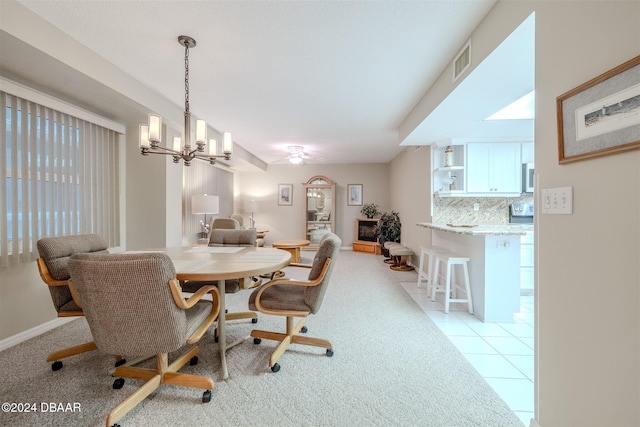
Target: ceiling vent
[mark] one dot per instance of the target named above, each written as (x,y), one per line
(462,61)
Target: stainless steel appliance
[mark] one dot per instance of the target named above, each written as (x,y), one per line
(527,177)
(521,213)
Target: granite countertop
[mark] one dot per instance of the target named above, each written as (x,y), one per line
(480,229)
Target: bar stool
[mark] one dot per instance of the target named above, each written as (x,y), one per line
(430,253)
(450,291)
(388,246)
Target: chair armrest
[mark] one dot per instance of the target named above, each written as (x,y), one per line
(46,276)
(297,264)
(184,304)
(270,283)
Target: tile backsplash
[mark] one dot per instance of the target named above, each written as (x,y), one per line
(459,210)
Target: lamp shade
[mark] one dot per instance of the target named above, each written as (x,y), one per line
(251,206)
(203,204)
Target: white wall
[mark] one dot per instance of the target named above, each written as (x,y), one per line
(588,274)
(588,279)
(287,222)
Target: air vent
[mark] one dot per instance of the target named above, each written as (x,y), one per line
(462,61)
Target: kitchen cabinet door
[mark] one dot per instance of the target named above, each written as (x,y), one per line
(494,168)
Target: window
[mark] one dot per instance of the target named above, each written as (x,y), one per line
(60,178)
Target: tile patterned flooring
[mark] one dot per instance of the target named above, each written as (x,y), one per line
(501,352)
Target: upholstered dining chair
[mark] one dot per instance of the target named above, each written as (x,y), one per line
(225,223)
(259,235)
(135,307)
(292,298)
(52,264)
(229,237)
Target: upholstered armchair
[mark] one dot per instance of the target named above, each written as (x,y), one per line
(225,223)
(229,237)
(259,236)
(53,267)
(135,307)
(292,298)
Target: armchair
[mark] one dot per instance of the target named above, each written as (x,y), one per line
(134,306)
(228,237)
(296,298)
(53,268)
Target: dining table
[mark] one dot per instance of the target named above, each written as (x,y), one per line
(220,263)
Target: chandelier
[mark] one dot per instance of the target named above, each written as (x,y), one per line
(150,134)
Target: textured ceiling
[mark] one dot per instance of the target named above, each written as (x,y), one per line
(337,77)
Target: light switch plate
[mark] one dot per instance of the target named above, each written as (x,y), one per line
(557,201)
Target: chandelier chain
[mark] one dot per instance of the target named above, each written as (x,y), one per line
(150,135)
(186,77)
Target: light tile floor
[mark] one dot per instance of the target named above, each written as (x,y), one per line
(501,352)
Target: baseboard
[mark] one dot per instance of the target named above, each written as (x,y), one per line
(34,332)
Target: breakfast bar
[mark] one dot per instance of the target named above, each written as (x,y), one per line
(494,269)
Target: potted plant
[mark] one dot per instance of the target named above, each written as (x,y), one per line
(388,229)
(370,210)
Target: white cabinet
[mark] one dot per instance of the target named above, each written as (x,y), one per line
(494,168)
(526,264)
(448,179)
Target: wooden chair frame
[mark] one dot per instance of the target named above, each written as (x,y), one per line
(291,336)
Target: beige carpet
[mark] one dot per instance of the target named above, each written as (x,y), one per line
(392,367)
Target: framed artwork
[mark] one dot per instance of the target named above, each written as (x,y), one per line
(601,116)
(354,195)
(285,194)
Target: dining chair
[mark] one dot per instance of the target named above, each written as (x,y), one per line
(134,306)
(52,264)
(293,298)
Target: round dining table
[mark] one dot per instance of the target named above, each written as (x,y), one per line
(220,263)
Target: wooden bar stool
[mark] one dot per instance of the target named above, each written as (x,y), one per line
(388,246)
(451,259)
(401,254)
(426,275)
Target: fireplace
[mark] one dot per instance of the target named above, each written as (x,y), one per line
(367,230)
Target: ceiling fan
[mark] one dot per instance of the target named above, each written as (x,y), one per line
(297,155)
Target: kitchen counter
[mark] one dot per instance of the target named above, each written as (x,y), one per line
(480,229)
(494,269)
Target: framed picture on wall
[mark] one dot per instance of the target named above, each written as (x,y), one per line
(354,194)
(285,194)
(600,117)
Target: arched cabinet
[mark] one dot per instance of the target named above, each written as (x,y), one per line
(319,208)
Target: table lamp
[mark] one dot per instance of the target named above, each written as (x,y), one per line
(252,207)
(204,204)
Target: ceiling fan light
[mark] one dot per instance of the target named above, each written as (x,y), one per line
(295,160)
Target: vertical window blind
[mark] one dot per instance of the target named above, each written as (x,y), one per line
(60,176)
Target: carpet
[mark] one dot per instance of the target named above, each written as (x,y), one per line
(392,367)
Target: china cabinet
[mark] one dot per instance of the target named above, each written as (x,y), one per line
(319,211)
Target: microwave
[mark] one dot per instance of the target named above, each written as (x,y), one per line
(527,177)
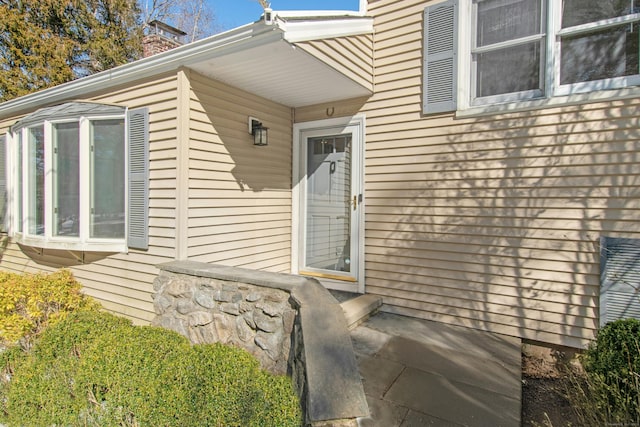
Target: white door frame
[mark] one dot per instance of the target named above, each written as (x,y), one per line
(299,180)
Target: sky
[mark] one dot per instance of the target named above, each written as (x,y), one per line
(233,13)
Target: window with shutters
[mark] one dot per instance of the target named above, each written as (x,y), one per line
(69,170)
(529,53)
(508,53)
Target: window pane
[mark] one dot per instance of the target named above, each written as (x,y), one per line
(602,55)
(577,12)
(35,212)
(20,180)
(107,179)
(510,70)
(503,20)
(66,177)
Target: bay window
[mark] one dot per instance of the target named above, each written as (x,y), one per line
(70,177)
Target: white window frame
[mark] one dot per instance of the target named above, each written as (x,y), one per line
(49,241)
(595,85)
(554,94)
(515,96)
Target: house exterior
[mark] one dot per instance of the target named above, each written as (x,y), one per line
(471,162)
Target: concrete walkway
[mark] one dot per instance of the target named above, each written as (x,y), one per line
(421,373)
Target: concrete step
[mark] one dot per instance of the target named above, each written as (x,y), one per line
(359,309)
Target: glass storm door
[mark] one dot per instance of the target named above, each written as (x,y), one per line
(330,204)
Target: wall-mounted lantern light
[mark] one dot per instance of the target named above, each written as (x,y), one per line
(259,132)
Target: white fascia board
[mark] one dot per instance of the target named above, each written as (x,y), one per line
(303,30)
(238,39)
(316,13)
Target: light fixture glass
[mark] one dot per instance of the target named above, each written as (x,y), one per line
(259,132)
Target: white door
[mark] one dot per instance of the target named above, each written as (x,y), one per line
(330,204)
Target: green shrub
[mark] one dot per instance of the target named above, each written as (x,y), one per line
(29,302)
(234,391)
(97,369)
(609,392)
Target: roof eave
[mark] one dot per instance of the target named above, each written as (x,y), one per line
(244,37)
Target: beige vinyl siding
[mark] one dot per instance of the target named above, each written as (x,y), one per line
(239,194)
(123,282)
(352,56)
(490,222)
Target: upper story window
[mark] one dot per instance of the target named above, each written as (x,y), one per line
(510,51)
(72,182)
(598,41)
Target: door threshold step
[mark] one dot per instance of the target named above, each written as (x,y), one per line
(359,309)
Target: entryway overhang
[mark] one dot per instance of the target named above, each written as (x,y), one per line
(265,59)
(271,64)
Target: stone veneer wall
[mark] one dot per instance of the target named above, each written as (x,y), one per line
(290,323)
(207,310)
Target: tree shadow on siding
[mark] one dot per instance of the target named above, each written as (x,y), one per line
(501,227)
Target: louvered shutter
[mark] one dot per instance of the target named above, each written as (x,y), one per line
(3,183)
(138,184)
(619,279)
(440,58)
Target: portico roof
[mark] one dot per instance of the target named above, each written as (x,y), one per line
(260,58)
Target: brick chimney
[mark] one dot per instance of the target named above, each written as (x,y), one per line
(161,37)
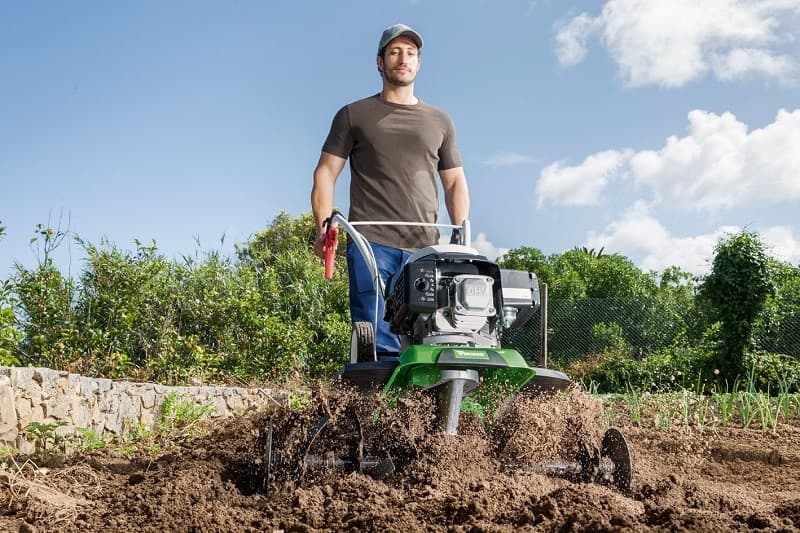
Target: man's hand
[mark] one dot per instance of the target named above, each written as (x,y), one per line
(319,246)
(455,237)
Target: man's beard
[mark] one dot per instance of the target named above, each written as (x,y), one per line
(396,80)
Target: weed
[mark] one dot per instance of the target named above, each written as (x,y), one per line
(45,436)
(181,419)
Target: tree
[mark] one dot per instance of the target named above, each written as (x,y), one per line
(737,290)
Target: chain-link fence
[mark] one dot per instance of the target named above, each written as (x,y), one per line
(577,328)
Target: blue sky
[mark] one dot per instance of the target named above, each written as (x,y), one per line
(646,127)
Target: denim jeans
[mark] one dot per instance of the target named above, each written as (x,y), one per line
(362,292)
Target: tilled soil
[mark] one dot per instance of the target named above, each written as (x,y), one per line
(484,479)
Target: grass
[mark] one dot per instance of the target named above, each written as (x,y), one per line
(689,409)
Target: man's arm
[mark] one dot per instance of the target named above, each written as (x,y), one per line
(328,169)
(456,194)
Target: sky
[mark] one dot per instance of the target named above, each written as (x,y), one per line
(647,128)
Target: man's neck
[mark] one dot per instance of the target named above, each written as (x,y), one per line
(399,95)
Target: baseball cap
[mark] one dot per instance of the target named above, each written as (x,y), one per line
(393,32)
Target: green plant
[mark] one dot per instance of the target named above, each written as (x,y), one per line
(181,419)
(633,399)
(88,440)
(46,437)
(737,290)
(725,402)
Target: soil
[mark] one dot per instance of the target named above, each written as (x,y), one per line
(488,478)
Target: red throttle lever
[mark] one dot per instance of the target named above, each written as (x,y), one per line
(329,243)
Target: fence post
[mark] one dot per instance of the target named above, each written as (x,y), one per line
(543,332)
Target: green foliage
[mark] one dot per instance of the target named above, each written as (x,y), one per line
(44,298)
(181,419)
(267,314)
(10,335)
(777,328)
(668,369)
(47,440)
(737,290)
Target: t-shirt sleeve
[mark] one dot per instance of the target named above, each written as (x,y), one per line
(449,157)
(340,138)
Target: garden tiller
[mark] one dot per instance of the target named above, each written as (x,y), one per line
(451,307)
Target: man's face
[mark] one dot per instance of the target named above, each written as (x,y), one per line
(400,62)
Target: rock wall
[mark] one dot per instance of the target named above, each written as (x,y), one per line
(103,405)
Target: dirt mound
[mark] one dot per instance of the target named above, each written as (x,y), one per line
(701,480)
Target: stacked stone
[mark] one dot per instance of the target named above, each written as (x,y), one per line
(102,405)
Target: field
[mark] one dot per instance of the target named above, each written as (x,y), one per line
(689,475)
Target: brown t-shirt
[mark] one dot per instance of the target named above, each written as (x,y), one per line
(395,152)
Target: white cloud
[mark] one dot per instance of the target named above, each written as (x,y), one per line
(741,62)
(718,165)
(485,247)
(783,243)
(571,39)
(581,184)
(639,234)
(669,44)
(507,159)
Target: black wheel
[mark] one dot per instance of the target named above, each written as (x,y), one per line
(362,343)
(615,448)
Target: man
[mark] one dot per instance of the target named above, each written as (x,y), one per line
(396,145)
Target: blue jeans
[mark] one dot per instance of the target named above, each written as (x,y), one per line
(362,292)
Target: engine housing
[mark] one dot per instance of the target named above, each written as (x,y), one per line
(450,294)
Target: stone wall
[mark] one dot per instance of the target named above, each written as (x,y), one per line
(103,405)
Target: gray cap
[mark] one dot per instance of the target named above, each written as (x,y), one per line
(393,32)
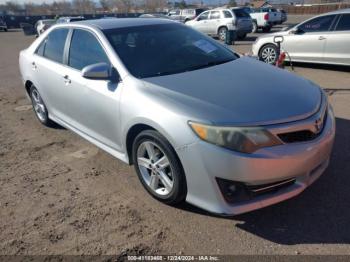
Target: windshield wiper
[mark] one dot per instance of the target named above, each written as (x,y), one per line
(192,68)
(209,64)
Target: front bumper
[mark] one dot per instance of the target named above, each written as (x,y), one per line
(204,162)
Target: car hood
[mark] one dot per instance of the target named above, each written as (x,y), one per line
(242,92)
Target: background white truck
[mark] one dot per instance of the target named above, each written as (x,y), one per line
(264,18)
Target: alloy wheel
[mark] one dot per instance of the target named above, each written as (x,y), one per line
(155,168)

+++++

▸ **Brief**
Search the entries for the string "tree". Copy every line that has it.

▸ **Task output**
Target: tree shadow on siding
Target: tree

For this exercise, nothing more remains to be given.